Jingzhou is home to unique breakfast items. The city has a unique style of guokui, a Chinese flatbread, as well as a unique style of rice noodles.

== Education ==
There are 1,243 schools in Jingzhou, attended by about 707,300 students, as of 2019. Of this, there are 15 secondary vocational schools attended by 28,600 students, 53 general secondary schools attended by 82,800 students, 123 general junior high schools attended by 146,000 students, 396 primary schools attended by 308,500 students, 8 special education schools attended by 1,151 students, and 587 kindergartens attended by 140,300 students. The city's education system is staffed by about 53,400 faculty.

In addition to schools, Jingzhou has 176 cultural institutions staffed by 1,168 employees, and 8 public libraries which house 1.382 million books.

== Healthcare ==
As of the end of 2019, Jingzhou has 3,155 medical institutions, staffed by 42,422 employees, and 32,686 hospital beds.

== Transportation ==

===Railways===
- Jingzhou Railway Station on the Wuhan-Yichang Railway, with frequent passenger service to Yichang and Wuhan
- Jingmen-Shashi Railway (freight only)

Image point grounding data
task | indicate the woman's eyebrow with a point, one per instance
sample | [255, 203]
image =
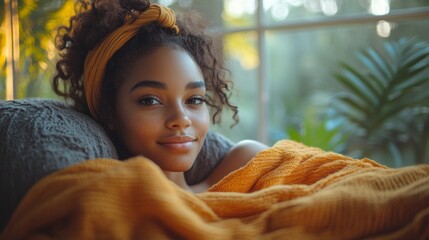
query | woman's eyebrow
[150, 84]
[160, 85]
[198, 84]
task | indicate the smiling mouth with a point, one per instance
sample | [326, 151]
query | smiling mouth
[180, 144]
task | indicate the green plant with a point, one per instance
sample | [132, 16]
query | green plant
[387, 101]
[318, 130]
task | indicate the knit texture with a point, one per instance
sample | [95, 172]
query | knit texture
[289, 191]
[41, 136]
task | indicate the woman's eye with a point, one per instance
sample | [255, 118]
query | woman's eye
[197, 100]
[149, 100]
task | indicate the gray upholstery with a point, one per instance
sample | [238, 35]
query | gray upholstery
[40, 136]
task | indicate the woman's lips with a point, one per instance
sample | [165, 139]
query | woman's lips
[181, 144]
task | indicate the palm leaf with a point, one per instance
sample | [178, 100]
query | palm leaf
[385, 84]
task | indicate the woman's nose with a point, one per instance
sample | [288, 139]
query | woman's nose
[178, 117]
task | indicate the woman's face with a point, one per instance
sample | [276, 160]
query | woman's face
[161, 109]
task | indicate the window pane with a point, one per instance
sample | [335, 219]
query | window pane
[301, 66]
[36, 63]
[241, 57]
[276, 11]
[219, 13]
[2, 51]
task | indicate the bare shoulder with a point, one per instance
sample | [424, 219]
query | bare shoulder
[239, 155]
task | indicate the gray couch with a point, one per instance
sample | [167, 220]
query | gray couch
[40, 136]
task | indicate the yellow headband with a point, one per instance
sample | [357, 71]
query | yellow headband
[96, 60]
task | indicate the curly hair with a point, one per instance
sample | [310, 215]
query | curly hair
[95, 20]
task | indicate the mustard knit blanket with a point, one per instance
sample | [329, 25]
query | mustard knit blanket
[289, 191]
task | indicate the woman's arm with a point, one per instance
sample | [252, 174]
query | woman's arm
[239, 155]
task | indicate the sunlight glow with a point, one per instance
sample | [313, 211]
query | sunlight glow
[280, 11]
[295, 3]
[379, 7]
[312, 5]
[329, 7]
[384, 28]
[185, 3]
[237, 8]
[166, 2]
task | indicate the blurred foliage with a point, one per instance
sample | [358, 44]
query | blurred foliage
[319, 130]
[38, 20]
[388, 103]
[382, 112]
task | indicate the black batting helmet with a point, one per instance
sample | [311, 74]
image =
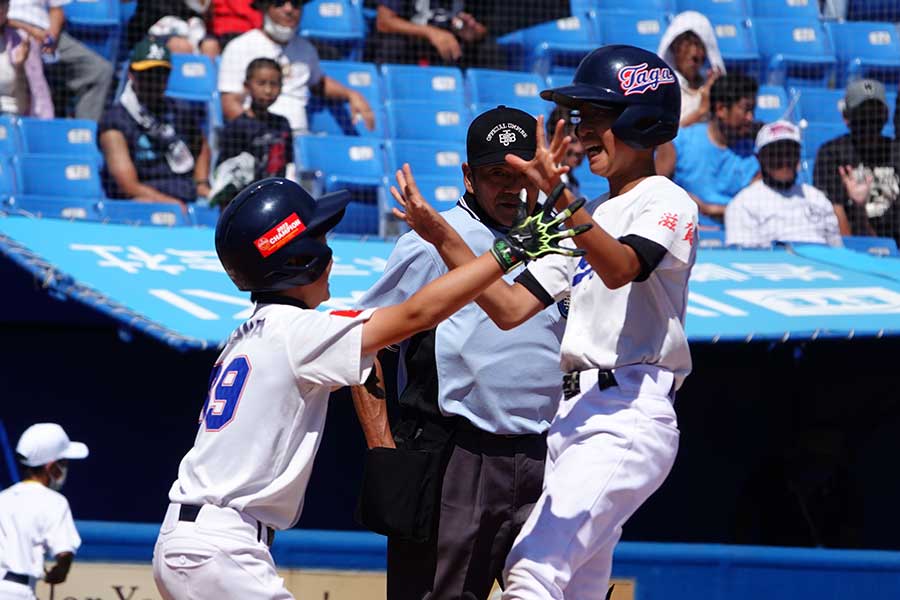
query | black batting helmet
[638, 82]
[268, 236]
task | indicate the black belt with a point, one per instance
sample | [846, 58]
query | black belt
[189, 512]
[572, 382]
[17, 578]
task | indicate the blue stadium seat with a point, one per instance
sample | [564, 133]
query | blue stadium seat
[55, 207]
[771, 103]
[871, 10]
[424, 84]
[9, 136]
[442, 159]
[786, 9]
[635, 29]
[817, 134]
[819, 105]
[340, 23]
[871, 245]
[97, 24]
[204, 216]
[728, 8]
[342, 161]
[66, 176]
[737, 44]
[131, 212]
[795, 52]
[193, 77]
[334, 117]
[645, 7]
[428, 121]
[512, 88]
[866, 49]
[546, 47]
[7, 179]
[62, 137]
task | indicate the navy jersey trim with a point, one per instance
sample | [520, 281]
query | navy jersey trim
[530, 283]
[649, 254]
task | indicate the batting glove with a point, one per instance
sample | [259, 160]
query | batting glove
[538, 235]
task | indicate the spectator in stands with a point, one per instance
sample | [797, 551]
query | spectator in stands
[859, 171]
[179, 23]
[778, 208]
[434, 32]
[575, 150]
[23, 89]
[688, 44]
[154, 147]
[278, 40]
[35, 519]
[258, 144]
[703, 159]
[231, 18]
[72, 69]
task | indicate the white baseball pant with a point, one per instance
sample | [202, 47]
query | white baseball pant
[607, 452]
[217, 556]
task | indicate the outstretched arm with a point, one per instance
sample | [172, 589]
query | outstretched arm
[369, 401]
[616, 263]
[533, 237]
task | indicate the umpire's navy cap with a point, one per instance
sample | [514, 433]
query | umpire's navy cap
[498, 132]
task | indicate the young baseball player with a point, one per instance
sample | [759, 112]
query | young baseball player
[35, 519]
[265, 411]
[615, 436]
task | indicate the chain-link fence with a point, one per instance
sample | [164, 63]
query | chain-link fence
[338, 94]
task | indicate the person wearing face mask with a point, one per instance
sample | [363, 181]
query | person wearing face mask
[859, 171]
[688, 44]
[705, 158]
[35, 519]
[301, 73]
[153, 147]
[778, 207]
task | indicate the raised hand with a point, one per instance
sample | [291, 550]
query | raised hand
[858, 188]
[545, 170]
[539, 234]
[417, 212]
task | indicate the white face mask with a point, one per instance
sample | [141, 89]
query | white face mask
[56, 484]
[280, 33]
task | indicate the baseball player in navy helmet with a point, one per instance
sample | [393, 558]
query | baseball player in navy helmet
[625, 353]
[263, 416]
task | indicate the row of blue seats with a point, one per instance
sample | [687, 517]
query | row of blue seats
[801, 52]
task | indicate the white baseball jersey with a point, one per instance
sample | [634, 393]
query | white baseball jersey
[760, 215]
[265, 411]
[641, 322]
[34, 521]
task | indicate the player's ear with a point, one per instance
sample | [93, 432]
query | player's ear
[468, 178]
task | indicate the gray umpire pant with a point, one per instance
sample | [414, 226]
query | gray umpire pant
[85, 74]
[489, 488]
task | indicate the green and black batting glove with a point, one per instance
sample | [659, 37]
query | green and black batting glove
[538, 235]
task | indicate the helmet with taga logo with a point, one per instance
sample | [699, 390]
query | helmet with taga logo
[269, 238]
[633, 80]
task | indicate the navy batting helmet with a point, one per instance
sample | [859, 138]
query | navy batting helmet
[268, 236]
[635, 80]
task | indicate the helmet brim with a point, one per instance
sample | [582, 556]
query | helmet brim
[576, 94]
[329, 212]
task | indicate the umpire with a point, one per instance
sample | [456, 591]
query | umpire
[474, 402]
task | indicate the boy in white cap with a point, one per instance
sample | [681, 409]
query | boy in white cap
[778, 208]
[35, 519]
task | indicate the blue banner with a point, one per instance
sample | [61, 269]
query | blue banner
[169, 283]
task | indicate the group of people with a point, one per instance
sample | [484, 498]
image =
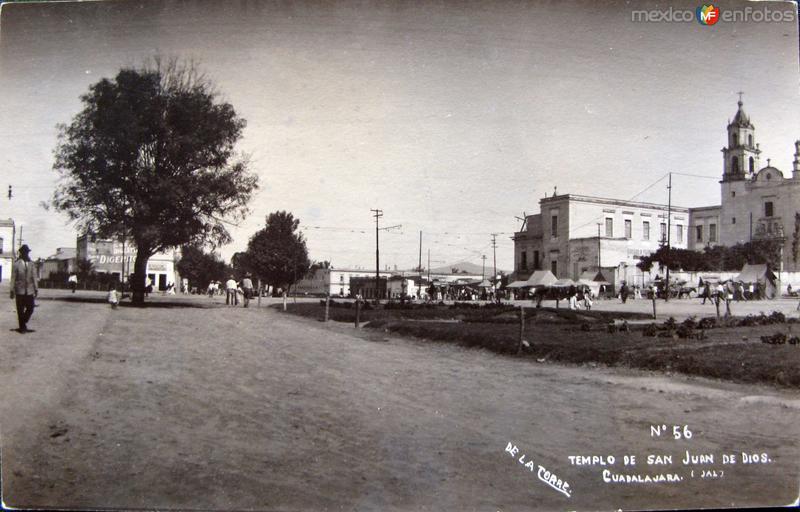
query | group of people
[234, 290]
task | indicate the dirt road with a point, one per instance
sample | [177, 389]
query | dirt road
[231, 408]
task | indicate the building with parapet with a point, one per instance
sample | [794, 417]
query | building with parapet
[573, 233]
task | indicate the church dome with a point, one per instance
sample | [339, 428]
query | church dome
[769, 173]
[741, 119]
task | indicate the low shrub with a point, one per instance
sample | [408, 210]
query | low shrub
[707, 323]
[778, 338]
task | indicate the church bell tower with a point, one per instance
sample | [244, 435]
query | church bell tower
[740, 157]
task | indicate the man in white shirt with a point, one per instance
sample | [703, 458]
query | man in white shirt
[24, 287]
[247, 289]
[73, 282]
[231, 298]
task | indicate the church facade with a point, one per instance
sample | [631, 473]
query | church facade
[574, 233]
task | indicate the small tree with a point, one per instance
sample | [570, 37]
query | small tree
[277, 254]
[84, 268]
[151, 157]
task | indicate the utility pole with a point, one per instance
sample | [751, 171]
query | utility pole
[419, 285]
[669, 232]
[377, 214]
[429, 267]
[598, 248]
[494, 256]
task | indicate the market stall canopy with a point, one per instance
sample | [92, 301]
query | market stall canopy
[755, 274]
[760, 275]
[518, 284]
[541, 278]
[593, 276]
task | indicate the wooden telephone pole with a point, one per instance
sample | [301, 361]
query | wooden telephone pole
[377, 214]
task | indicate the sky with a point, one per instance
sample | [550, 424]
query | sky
[452, 117]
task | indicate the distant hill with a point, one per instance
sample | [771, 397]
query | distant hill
[465, 267]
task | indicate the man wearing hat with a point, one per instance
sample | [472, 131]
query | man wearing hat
[24, 287]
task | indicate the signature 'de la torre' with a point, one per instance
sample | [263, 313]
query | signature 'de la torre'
[544, 475]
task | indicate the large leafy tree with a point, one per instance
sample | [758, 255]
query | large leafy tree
[717, 258]
[201, 267]
[277, 254]
[151, 158]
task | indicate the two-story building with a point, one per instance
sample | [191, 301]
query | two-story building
[573, 233]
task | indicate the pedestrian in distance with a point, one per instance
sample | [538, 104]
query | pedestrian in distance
[247, 289]
[112, 297]
[24, 288]
[231, 299]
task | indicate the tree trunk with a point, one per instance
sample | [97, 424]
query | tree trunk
[139, 276]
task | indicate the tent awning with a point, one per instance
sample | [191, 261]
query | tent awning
[518, 284]
[755, 273]
[541, 278]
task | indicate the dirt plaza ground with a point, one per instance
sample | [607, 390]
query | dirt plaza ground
[191, 404]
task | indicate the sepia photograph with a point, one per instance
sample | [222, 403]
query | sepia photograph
[408, 255]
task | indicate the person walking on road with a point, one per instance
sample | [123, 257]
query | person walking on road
[24, 288]
[247, 289]
[231, 299]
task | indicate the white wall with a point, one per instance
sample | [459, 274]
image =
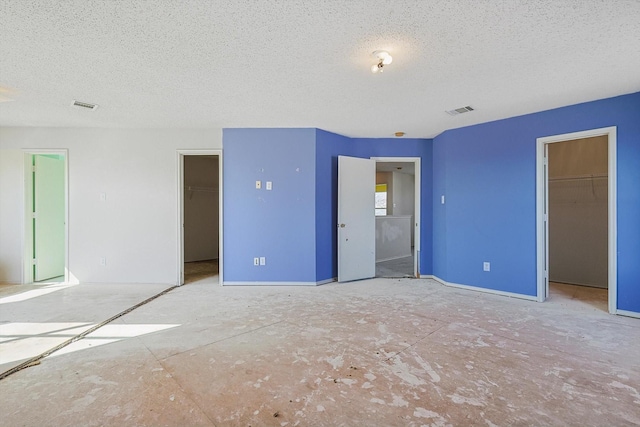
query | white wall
[135, 229]
[403, 194]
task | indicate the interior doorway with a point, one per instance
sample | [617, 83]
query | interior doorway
[576, 257]
[200, 202]
[45, 219]
[397, 211]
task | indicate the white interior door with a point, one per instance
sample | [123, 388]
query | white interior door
[49, 209]
[356, 219]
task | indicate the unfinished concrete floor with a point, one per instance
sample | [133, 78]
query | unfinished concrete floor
[377, 352]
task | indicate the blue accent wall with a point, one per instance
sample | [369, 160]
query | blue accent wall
[487, 174]
[278, 224]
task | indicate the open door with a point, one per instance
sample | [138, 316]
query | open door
[48, 216]
[356, 219]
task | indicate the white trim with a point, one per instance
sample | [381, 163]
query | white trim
[276, 283]
[27, 235]
[417, 200]
[392, 258]
[485, 290]
[542, 233]
[180, 204]
[628, 313]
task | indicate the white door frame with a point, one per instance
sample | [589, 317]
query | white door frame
[542, 202]
[27, 235]
[417, 187]
[180, 203]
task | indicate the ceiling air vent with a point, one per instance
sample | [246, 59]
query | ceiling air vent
[84, 105]
[459, 111]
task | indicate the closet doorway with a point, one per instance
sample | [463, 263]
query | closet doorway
[578, 217]
[200, 217]
[45, 219]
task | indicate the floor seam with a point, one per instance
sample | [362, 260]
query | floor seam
[222, 339]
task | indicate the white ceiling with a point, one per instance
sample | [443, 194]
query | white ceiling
[305, 63]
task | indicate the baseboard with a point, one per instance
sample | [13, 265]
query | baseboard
[628, 313]
[271, 283]
[486, 290]
[392, 258]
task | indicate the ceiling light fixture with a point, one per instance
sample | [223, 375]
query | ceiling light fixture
[383, 58]
[84, 105]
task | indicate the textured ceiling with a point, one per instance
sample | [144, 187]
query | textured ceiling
[305, 63]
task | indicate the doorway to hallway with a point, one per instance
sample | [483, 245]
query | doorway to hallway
[395, 213]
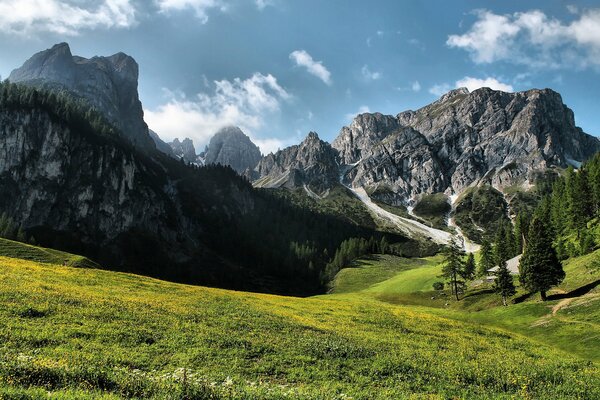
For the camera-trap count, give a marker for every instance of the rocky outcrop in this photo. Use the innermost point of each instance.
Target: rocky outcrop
(230, 146)
(312, 163)
(184, 150)
(365, 131)
(107, 83)
(396, 168)
(160, 144)
(460, 140)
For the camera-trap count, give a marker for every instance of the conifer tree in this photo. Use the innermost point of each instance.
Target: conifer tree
(539, 267)
(469, 269)
(487, 258)
(453, 268)
(503, 283)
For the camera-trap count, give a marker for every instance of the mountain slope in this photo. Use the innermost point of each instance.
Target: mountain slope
(108, 83)
(460, 140)
(72, 181)
(311, 164)
(230, 146)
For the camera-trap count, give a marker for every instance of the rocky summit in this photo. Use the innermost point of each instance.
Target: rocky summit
(462, 139)
(108, 83)
(184, 150)
(230, 146)
(312, 162)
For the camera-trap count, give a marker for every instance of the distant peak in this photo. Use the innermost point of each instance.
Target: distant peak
(61, 47)
(454, 93)
(312, 136)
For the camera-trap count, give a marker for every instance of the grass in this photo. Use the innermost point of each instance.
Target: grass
(87, 333)
(13, 249)
(339, 202)
(569, 321)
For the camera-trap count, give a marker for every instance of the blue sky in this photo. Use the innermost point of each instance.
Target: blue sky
(280, 69)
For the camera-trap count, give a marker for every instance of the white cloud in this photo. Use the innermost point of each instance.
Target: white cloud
(533, 38)
(440, 89)
(244, 103)
(200, 7)
(475, 83)
(361, 110)
(316, 68)
(368, 74)
(471, 84)
(69, 17)
(261, 4)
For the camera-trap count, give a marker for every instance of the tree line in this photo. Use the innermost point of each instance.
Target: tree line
(563, 225)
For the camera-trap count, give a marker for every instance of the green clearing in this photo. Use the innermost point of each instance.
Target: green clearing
(13, 249)
(87, 333)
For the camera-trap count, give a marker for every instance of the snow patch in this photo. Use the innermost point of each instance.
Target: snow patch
(574, 163)
(406, 225)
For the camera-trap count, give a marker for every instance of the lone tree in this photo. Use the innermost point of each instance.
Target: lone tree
(487, 258)
(469, 269)
(503, 284)
(540, 268)
(453, 268)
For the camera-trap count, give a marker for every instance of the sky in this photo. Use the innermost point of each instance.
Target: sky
(281, 68)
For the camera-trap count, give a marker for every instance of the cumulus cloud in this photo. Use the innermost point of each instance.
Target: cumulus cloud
(261, 4)
(368, 74)
(533, 38)
(361, 110)
(67, 17)
(471, 84)
(440, 89)
(302, 59)
(244, 103)
(200, 7)
(476, 83)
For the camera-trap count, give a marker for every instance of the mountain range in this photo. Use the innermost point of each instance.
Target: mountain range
(126, 201)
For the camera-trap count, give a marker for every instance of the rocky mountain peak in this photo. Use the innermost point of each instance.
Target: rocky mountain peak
(107, 83)
(311, 163)
(230, 146)
(465, 138)
(365, 131)
(184, 150)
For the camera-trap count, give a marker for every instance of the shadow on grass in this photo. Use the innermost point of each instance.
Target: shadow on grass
(576, 292)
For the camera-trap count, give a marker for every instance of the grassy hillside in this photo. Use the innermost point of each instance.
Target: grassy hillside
(10, 248)
(87, 333)
(569, 321)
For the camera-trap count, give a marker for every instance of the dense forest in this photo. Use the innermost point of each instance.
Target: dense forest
(274, 245)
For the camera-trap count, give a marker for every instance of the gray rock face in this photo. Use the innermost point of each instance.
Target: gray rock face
(95, 196)
(184, 150)
(312, 162)
(365, 131)
(402, 164)
(230, 146)
(107, 83)
(463, 139)
(160, 144)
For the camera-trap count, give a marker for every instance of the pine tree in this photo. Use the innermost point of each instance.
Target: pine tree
(487, 258)
(21, 236)
(501, 250)
(503, 284)
(453, 268)
(520, 233)
(540, 268)
(469, 269)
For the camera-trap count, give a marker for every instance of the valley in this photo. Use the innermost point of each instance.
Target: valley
(446, 252)
(88, 333)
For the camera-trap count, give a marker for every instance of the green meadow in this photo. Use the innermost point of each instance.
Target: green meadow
(382, 333)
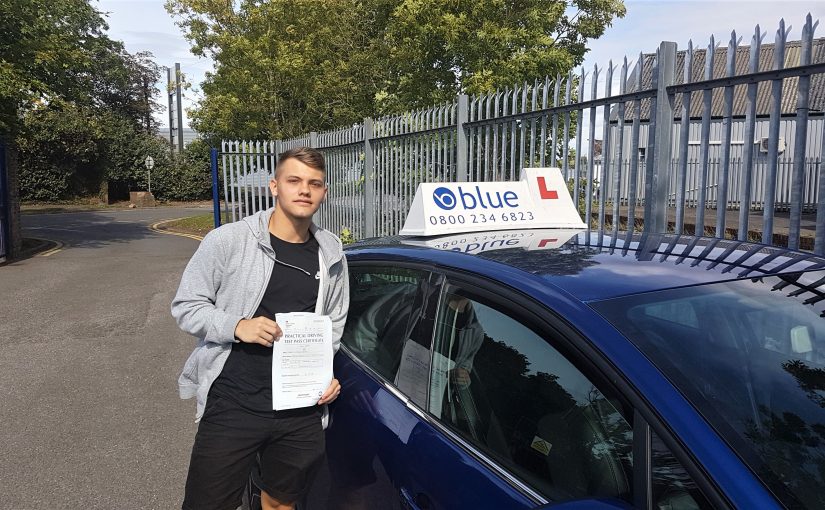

_WHAT YOU WILL DO_.
1. Which kinds of schools does the Jingzhou excerpt list in its education section? Name all of them.
2. Using the Jingzhou excerpt, answer each question:
(a) How many hospital beds did Jingzhou have as of the end of 2019?
(b) How many books do the city's public libraries house?
(c) Which railway is freight only?
3. Write out the passage of the Jingzhou excerpt starting at "In addition to" and ending at "32,686 hospital beds.".

_LIST OF ANSWERS_.
1. Secondary vocational schools, general secondary schools, general junior high schools, primary schools, special education schools, and kindergartens.

2.
(a) 32,686
(b) 1.382 million
(c) The Jingmen-Shashi Railway

3.
In addition to schools, Jingzhou has 176 cultural institutions staffed by 1,168 employees, and 8 public libraries which house 1.382 million books.

== Healthcare ==
As of the end of 2019, Jingzhou has 3,155 medical institutions, staffed by 42,422 employees, and 32,686 hospital beds.